Selected extract:
As the lava neared, Edwin's focus turned from taking care of the animals to evacuating them. He left the day before a river of lava arrived and cut the farm in half. The molten rock eventually took nearly all the structures, including the home and all but one small chicken coop that Edwin built.
Lava stopped flowing the first week of September. Edwin died less than a week later.
"It was very stressful to evacuate 100 animals out of here," Tisha told the AP of her father's death.
He woke her up one night because he was having trouble breathing. "We didn't make it to the hospital," she said. "He passed and then they said later it was a heart attack."
All roads to the family's farm are now cut off, leaving it accessible only by a two-hour hike through thick jungle.
Tisha returned there last week.
"This was the most special spot on the whole land," she said as she paused to pray near the miles-long wall of lava covering her home. "So we buried him here as he wanted us to. His ashes, anyway, are sprinkled right over there on the edge, where the lava meets the green."
Mark and Jennifer Bishop's house sat atop a ridge in Leilani Estates, their deck looking out toward friends' homes in a valley.
The epicenter of the 2018 eruption -- one of more than 20 places where the ground split open and released massive explosions of molten rock -- is now in their front yard.
The eruption point, known as Fissure 8, created a towering cone that pumped out so much lava that it filled the valley in front of their property and flowed about 8 miles (13 kilometers) to the ocean.
"We used to be on the ridge. Now we're halfway down the hill," Mark Bishop said last week, looking up at the massive cone.
In all, lava hitting the ocean created nearly 1 square mile (2.6 square kilometers) of new land, including a new black sand beach.
The Bishops split their time between the Big Island and Harmony, Minnesota, where they own a business that gives tours of scenic cave.
They were in Minnesota when the eruption began, so they watched news reports and aerial video as lava blasted from the ground near their home. A friend called one day to tell them the lava was headed directly toward their house.
The red-hot fluid oozed onto their property and stopped about 20 feet (6 meters) from the home. Theirs is now the last house on the street.
"We just feel really fortunate that our home wasn't taken," Mark Bishop said. "All of our neighbors to the north of us are all gone for like a mile-and-a-half wide."
Debris from the nearby eruption infiltrated the Bishops' home and caused extensive damage, but the couple has begun to replace furniture and appliances and recently moved back in.
"Our plans are to stay here, keep working on the home and do the repairs as necessary, and just try to get back on to a normal life again," Mark Bishop said.
Mark Figley bought his four-bedroom Leilani Estates home in 2016. A retired engineer who moved to Hawaii from Alaska, he envisioned spending his golden years working in his woodshop and fixing up old cars.
Now, he said, the large craftsman-style home with vaulted ceilings and meticulously designed details is a complete loss -- even though it was spared when the lava stopped in the front yard.
Gases and debris from a string of eruptions across the street did extensive damage to his home. But that's not the reason he had to buy a new house while continuing to pay the $500,000 mortgage on his now-empty dream home.
"The main reason I can't live here is because of air quality," he said.
The prevailing winds bring the volcanic gases toward his Leilani Estates house, which sits in a small valley where the fumes accumulate and build up in his home.
"If I'm in there for 15 minutes, I will have a bad headache," Figley said. "It's not a livable circumstance for me."
So, for now, the home on the edge of a lava flow remains vacant as Figley settles into his new Big Island home, a little farther from Kilauea volcano.

Work instructions:
1 – According to the article on the 2018 eruption, how far from the Bishops' home did the lava stop?
2 – From the article on the 2018 eruption, return word for word the part that opens with the words containing "Now, he said, the" and closes with "in his home.".

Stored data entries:

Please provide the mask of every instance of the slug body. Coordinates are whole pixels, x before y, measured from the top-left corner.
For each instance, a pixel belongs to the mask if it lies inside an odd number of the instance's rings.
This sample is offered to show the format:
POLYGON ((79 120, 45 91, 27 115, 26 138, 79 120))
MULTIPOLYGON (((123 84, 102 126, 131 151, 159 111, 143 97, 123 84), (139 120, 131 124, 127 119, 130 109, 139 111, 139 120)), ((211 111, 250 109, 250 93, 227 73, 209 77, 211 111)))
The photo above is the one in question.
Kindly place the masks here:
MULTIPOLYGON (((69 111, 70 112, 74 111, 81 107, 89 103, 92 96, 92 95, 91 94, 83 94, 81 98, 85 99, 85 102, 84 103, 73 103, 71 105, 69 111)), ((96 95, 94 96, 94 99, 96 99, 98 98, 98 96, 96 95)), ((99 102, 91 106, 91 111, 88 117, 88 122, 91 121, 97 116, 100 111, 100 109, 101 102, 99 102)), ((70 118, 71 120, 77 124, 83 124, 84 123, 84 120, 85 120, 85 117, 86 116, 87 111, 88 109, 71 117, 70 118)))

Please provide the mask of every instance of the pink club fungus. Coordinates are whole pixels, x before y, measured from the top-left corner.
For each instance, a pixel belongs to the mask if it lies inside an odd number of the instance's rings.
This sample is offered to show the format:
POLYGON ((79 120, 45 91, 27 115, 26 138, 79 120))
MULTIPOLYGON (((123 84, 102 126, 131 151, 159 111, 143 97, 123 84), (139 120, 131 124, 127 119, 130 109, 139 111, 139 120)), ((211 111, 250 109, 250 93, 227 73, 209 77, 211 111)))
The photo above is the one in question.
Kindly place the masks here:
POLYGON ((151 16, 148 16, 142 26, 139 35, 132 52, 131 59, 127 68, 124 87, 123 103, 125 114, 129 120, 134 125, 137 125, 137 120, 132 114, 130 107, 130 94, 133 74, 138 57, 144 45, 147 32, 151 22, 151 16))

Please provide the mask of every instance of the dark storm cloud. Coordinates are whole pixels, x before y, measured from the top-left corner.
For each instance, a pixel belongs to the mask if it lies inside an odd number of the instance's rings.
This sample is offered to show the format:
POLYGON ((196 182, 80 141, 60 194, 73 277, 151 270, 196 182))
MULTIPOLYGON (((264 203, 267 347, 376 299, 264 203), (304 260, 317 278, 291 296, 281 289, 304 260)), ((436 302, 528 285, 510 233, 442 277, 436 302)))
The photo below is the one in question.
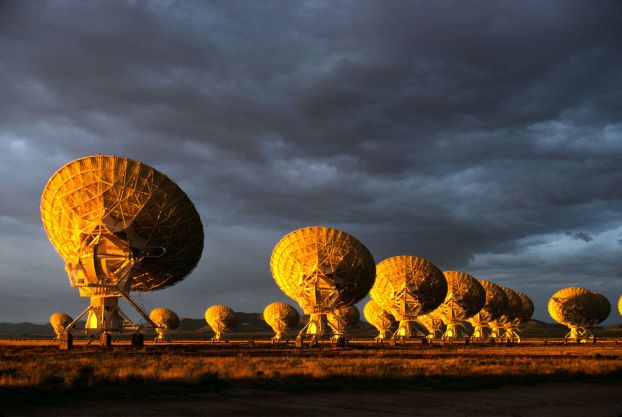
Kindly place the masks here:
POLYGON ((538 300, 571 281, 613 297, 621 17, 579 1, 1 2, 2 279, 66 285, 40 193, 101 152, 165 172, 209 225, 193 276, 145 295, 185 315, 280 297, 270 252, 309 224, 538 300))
--
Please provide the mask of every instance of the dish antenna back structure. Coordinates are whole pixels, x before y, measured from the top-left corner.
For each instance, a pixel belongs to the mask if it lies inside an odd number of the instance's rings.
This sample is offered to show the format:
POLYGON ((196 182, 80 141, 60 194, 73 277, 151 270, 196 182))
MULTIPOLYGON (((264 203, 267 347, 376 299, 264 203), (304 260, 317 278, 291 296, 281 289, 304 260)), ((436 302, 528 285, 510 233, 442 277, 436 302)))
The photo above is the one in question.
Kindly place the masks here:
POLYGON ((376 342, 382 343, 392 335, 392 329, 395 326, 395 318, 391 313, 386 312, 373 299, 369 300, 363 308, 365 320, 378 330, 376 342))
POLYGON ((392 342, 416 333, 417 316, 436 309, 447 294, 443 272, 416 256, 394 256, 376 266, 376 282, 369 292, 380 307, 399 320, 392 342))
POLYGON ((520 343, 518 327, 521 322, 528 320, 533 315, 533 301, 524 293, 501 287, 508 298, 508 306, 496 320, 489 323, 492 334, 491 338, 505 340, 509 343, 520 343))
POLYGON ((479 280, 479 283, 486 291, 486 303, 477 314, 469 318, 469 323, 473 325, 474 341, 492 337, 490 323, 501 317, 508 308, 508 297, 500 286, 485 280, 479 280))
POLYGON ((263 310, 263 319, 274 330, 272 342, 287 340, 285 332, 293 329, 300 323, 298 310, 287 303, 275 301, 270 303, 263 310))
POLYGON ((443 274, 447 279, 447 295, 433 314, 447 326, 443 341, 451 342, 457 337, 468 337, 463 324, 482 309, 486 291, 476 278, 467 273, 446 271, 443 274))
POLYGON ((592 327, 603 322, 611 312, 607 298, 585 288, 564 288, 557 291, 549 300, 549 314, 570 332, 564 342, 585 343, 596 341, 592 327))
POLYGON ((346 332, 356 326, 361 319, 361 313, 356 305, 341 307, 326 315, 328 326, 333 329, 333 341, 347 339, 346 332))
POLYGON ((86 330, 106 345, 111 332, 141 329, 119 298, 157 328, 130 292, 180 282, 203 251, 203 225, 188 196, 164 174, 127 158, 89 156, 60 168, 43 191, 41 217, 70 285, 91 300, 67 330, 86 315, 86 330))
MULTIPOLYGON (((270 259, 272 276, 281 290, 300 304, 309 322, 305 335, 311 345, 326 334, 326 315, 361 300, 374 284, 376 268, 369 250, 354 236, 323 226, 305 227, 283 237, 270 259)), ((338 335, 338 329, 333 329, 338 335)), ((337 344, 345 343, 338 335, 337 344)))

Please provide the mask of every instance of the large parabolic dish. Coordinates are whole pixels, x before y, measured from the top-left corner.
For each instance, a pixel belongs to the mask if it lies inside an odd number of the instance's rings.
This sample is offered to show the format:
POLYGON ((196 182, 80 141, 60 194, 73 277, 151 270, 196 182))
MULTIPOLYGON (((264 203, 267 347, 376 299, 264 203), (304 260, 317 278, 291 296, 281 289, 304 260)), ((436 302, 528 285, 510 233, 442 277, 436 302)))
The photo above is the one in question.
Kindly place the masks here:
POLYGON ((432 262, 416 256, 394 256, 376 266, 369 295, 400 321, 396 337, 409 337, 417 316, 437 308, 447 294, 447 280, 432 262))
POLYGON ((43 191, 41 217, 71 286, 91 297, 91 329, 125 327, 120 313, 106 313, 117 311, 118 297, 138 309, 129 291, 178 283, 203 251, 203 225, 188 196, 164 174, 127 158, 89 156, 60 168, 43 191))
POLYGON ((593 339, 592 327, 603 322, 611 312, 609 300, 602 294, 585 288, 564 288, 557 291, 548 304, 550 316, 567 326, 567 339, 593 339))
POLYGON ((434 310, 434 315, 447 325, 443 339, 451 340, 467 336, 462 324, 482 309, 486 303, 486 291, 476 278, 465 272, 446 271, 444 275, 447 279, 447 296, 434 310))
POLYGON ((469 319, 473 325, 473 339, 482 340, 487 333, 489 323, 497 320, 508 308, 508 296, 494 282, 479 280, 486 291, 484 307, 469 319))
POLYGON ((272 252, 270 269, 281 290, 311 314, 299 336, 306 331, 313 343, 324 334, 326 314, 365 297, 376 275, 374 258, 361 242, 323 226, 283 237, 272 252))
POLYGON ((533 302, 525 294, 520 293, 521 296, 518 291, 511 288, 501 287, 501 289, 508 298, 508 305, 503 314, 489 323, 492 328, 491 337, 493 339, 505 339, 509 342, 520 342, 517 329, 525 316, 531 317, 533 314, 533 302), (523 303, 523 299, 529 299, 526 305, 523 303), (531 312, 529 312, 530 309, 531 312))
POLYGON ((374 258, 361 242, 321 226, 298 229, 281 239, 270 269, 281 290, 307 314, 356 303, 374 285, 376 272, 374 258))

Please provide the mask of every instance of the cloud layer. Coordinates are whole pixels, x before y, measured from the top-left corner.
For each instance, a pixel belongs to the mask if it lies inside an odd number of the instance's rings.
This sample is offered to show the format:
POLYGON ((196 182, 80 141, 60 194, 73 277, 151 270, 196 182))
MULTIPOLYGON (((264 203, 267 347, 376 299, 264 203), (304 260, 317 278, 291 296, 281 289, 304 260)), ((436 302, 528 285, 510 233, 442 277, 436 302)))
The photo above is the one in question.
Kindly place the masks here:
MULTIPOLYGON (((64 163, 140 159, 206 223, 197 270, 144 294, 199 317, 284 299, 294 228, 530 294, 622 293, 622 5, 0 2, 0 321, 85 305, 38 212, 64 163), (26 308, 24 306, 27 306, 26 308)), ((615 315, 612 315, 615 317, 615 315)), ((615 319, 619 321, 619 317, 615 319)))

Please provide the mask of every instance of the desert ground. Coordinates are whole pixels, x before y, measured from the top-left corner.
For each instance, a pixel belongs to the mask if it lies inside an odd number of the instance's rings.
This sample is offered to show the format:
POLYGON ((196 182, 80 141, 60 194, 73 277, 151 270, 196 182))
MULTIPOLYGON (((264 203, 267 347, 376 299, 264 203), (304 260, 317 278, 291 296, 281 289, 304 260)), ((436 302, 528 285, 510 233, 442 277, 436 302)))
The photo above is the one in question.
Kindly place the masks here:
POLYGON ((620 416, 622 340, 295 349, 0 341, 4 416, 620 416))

Solution list:
1 – About 20 feet (6 meters) from the home.

2 –
Now, he said, the large craftsman-style home with vaulted ceilings and meticulously designed details is a complete loss -- even though it was spared when the lava stopped in the front yard.
Gases and debris from a string of eruptions across the street did extensive damage to his home. But that's not the reason he had to buy a new house while continuing to pay the $500,000 mortgage on his now-empty dream home.
"The main reason I can't live here is because of air quality," he said.
The prevailing winds bring the volcanic gases toward his Leilani Estates house, which sits in a small valley where the fumes accumulate and build up in his home.